◆ TEXT PASSAGE
The U.S. Chamber Institute for Legal Reform has been, for some time, one of the leading voices demanding greater certainty and reforms in the government's enforcement of the Foreign Corrupt Practices Act. The Chamber's efforts in this area likely helped prompt the SEC and the DOJ to issue the 120-page "Resource Guide to the U.S. Foreign Corrupt Practices Act" that they jointly released in November 2012.

In a letter yesterday to the heads of enforcement of both the DOJ and SEC, the Chamber and over 30 other state, national, and international business and advocacy groups commended the government's FCPA guidance, but stated that numerous areas remain where the business community has been "left guessing" and needs further clarification.

Some of the areas that these representatives of the business community believe require greater certainty or further reforms include:

Compliance Programs and Voluntary Disclosures -- The letter complains that even if a company has a state-of-the-art compliance program in place that is well-designed to prevent FCPA violations and is aggressively enforced, "it remains exposed to liability if the program is circumvented by even one employee." The Chamber contends that the FCPA should be reformed to add an affirmative defense that would "permit a company, if charged with an anti-bribery violation, to rebut the imposition of criminal liability if the individuals responsible for the violation circumvented compliance measures that were otherwise reasonably designed to identify and prevent such violations and implemented with appropriate vigor."

◆ Source records
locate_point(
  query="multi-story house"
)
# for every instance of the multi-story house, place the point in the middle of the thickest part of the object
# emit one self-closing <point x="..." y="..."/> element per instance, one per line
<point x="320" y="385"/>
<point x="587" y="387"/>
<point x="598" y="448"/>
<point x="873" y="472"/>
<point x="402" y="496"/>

◆ REQUIRED WORK
In the text about the Foreign Corrupt Practices Act, when did the SEC and the DOJ jointly release their resource guide?

◆ THE OUTPUT
November 2012